Report every line in the data below that contains the string "strap", treating uppercase and lowercase as distinct.

BEGIN INPUT RECORDS

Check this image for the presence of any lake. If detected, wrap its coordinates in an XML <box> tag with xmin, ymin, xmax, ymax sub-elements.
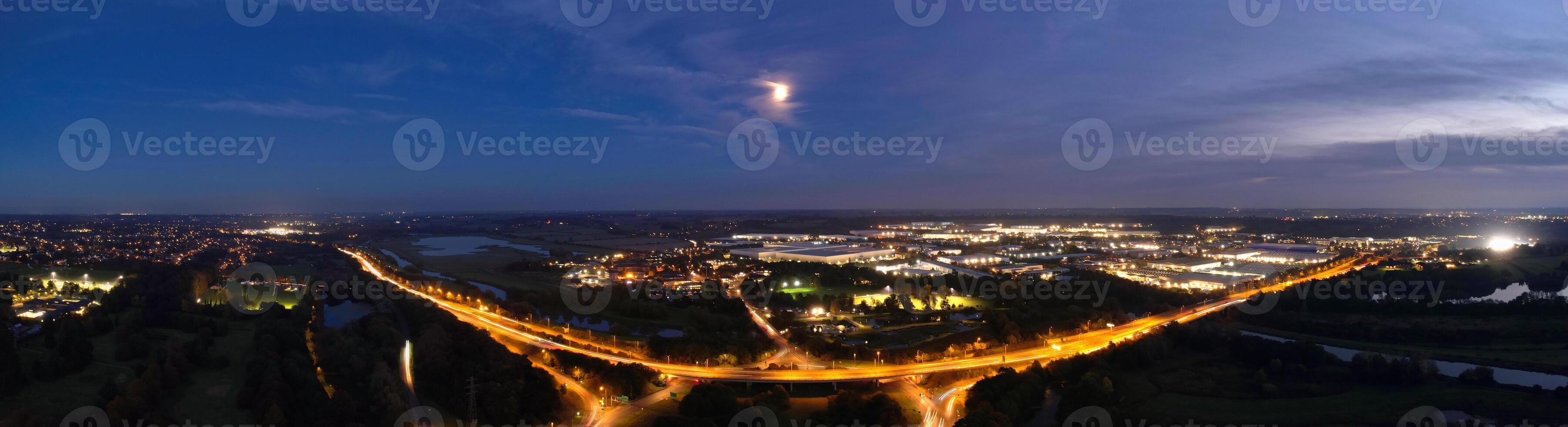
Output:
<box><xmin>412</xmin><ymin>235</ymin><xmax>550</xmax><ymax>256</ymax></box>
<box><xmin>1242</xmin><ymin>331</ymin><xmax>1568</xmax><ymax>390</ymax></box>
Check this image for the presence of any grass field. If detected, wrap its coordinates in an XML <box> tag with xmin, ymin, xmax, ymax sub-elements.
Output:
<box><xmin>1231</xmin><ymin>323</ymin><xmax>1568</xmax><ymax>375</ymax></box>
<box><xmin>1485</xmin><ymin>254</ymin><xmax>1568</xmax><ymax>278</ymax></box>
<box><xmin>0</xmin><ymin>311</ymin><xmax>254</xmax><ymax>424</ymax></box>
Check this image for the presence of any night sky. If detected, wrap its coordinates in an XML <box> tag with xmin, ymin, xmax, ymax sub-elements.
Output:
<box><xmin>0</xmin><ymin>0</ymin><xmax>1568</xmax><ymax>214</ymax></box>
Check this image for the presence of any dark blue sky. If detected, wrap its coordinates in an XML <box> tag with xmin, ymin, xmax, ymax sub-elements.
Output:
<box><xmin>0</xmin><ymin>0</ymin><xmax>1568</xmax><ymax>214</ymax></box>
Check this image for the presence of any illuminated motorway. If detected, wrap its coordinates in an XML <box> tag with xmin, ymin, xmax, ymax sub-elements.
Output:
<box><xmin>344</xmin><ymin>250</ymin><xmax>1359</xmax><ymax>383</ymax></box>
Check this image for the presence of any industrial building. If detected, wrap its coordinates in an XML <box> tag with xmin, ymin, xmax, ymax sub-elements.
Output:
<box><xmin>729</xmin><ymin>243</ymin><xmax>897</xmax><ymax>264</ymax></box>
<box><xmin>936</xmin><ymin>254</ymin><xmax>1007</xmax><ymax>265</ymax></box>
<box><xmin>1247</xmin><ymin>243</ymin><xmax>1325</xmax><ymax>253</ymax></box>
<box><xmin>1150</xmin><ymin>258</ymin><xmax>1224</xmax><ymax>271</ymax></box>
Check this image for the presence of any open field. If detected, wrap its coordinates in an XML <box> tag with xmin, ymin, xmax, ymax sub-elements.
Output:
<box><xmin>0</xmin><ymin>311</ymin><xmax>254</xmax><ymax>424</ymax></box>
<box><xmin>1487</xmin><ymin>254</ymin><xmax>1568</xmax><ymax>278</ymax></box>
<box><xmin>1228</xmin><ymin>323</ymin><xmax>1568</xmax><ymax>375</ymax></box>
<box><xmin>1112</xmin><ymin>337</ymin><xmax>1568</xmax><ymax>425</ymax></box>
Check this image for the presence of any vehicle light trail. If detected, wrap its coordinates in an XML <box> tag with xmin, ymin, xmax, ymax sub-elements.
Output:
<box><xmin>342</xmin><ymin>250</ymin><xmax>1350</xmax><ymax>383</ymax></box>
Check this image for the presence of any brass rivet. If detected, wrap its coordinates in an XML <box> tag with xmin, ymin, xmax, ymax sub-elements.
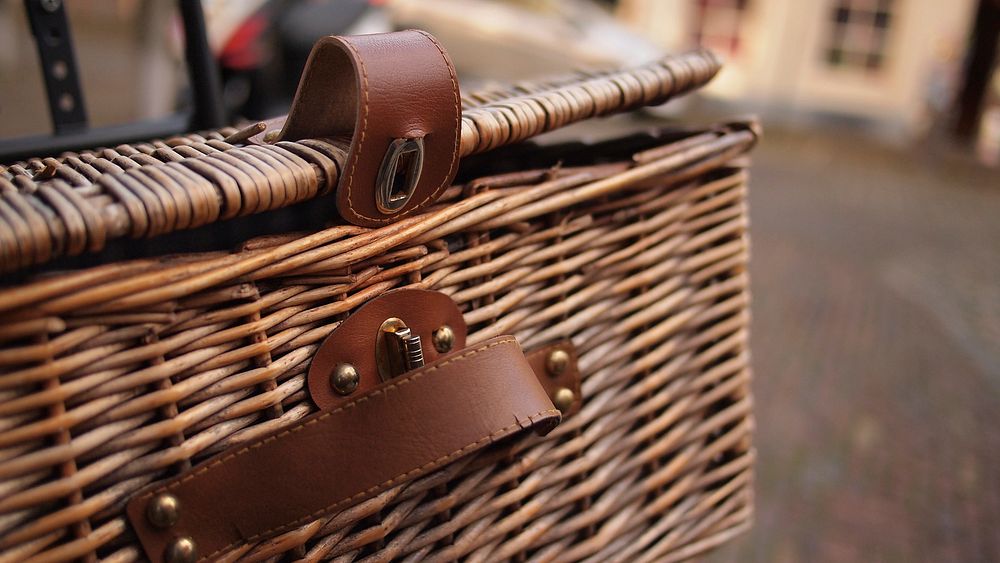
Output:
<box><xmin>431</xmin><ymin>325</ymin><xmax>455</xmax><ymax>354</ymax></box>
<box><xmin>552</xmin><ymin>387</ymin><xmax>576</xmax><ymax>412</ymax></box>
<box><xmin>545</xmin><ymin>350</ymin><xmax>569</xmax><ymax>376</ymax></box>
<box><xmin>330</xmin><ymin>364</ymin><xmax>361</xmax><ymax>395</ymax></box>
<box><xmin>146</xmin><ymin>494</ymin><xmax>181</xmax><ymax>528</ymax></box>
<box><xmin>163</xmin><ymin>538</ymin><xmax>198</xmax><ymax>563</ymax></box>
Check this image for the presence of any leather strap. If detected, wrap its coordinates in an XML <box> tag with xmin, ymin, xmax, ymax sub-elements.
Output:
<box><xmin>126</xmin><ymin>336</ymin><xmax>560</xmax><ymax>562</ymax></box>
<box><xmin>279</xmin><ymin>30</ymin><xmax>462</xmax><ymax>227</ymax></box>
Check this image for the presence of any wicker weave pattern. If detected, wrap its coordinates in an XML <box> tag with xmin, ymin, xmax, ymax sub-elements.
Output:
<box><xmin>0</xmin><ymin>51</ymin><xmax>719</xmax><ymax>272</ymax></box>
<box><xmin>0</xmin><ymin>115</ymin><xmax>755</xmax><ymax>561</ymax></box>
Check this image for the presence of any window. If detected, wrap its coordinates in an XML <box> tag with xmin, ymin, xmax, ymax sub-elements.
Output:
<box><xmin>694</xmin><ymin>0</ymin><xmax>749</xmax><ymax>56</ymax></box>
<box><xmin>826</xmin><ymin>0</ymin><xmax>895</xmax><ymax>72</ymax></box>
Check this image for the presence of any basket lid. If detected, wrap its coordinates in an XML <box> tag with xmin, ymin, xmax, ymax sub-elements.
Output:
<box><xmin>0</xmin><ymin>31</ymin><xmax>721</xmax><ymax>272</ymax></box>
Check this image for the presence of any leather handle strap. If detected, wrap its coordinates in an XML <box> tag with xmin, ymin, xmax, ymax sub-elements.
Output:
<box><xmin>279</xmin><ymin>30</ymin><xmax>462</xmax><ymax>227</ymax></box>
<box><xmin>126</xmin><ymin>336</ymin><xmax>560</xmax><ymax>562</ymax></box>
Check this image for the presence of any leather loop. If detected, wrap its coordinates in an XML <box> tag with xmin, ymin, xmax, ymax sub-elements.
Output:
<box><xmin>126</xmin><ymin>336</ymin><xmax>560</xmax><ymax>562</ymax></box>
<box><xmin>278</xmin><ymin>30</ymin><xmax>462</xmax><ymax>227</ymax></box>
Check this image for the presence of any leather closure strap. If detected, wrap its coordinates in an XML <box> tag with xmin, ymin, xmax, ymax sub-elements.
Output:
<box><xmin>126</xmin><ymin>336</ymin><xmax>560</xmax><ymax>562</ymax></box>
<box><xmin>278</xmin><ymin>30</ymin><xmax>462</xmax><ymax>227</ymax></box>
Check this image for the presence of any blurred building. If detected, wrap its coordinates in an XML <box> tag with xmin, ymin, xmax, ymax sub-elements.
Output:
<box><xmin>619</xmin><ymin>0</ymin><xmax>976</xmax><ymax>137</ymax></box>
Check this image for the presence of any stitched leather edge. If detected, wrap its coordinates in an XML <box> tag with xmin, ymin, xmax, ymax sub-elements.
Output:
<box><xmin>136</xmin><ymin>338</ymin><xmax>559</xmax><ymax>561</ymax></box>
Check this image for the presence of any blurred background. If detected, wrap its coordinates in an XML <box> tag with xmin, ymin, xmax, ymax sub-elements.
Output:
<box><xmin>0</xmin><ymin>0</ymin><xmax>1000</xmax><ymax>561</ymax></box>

END INPUT RECORDS

** ANSWER TO THIS PROBLEM **
Check this image for the presence of any leather strap. If detected, wrap its coordinates in an XML <box> tag with xmin, ymin, xmax, ymax sub-elements.
Check this image for the presence of any leather handle strap. If detected, wrap its coordinates in an XML <box> tag with xmin, ymin, xmax, ymax sub-elements.
Check this image for the presence of any leather closure strap. If detected, wrap its coordinates in an XML <box> tag with xmin, ymin, xmax, ymax sub-elements.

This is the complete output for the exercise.